PROBLEM STATEMENT => In the data below, swap "rings" for "loops" and give the lines again with nothing else altered.
— Begin RECORDS SHOWN —
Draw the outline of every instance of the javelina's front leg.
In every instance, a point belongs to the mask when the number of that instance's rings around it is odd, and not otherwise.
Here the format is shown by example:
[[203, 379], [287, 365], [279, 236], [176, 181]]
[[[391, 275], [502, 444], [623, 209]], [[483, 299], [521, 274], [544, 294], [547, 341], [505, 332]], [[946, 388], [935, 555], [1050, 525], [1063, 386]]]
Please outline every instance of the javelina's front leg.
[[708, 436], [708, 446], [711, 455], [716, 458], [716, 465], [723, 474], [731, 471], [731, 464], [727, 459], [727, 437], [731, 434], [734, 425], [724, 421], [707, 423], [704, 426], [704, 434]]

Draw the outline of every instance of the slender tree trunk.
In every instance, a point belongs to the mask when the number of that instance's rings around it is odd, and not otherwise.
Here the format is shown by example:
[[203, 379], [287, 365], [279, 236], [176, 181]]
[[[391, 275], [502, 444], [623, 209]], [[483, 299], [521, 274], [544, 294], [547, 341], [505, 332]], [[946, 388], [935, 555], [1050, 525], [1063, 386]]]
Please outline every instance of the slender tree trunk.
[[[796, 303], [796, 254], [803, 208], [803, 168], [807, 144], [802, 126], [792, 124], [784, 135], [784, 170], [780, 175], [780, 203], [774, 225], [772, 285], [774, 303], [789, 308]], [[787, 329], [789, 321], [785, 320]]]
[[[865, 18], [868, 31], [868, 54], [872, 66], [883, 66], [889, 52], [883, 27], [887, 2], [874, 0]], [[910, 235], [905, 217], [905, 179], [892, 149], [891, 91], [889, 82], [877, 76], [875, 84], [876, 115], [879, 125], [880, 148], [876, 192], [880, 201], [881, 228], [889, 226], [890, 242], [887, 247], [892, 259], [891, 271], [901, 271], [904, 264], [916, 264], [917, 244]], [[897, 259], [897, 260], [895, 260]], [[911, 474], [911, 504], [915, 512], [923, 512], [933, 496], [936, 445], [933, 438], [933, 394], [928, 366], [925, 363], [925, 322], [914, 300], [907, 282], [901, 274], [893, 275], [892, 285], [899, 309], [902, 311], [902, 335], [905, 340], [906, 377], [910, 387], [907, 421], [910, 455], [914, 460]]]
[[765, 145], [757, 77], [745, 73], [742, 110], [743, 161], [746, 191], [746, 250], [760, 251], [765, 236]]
— End RECORDS SHOWN —
REPLY =>
Draw the outline of every instance of the javelina's front leg.
In every instance, a point belongs to the mask when the number of that instance's loops around it is odd, and not otherwise.
Here the format is shown by example:
[[203, 379], [287, 365], [279, 236], [176, 181]]
[[[391, 275], [502, 444], [623, 209]], [[483, 299], [521, 274], [544, 294], [547, 341], [505, 332]], [[946, 388], [935, 555], [1050, 525], [1063, 386]]]
Please outline every instance of the javelina's front leg.
[[708, 436], [708, 446], [711, 455], [716, 458], [716, 465], [723, 474], [731, 471], [731, 464], [727, 459], [727, 437], [731, 434], [734, 425], [724, 421], [707, 423], [704, 426], [704, 434]]

Draw the outline of every instance of the slender tree trunk.
In every instance, a point belongs to the mask when the number of that instance's loops around it is odd, and not otherwise.
Here the format is shown by example:
[[203, 379], [287, 365], [279, 236], [176, 181]]
[[[391, 275], [502, 444], [623, 209]], [[483, 299], [521, 274], [544, 294], [547, 341], [505, 332]], [[946, 388], [935, 555], [1050, 525], [1063, 386]]]
Please outline every instance of the slender tree trunk.
[[[796, 303], [796, 254], [803, 208], [803, 168], [807, 144], [802, 126], [792, 124], [784, 135], [784, 170], [780, 175], [780, 203], [774, 225], [772, 285], [774, 303], [789, 308]], [[787, 329], [789, 321], [785, 320]]]
[[[865, 18], [868, 31], [868, 54], [872, 66], [883, 66], [889, 52], [883, 27], [887, 2], [874, 0]], [[910, 235], [905, 217], [905, 179], [892, 149], [891, 91], [889, 82], [877, 76], [875, 84], [876, 115], [879, 125], [880, 148], [876, 192], [880, 201], [881, 228], [889, 226], [890, 242], [887, 247], [892, 259], [891, 271], [901, 271], [904, 264], [916, 264], [917, 244]], [[897, 259], [897, 260], [895, 260]], [[911, 474], [911, 504], [915, 512], [923, 512], [933, 496], [936, 445], [933, 438], [933, 394], [928, 366], [925, 363], [925, 322], [914, 300], [907, 282], [901, 274], [893, 275], [892, 285], [899, 309], [902, 311], [902, 335], [905, 340], [906, 377], [910, 387], [907, 421], [910, 455], [914, 460]]]
[[765, 145], [757, 77], [745, 73], [742, 110], [743, 161], [746, 191], [746, 250], [760, 251], [765, 236]]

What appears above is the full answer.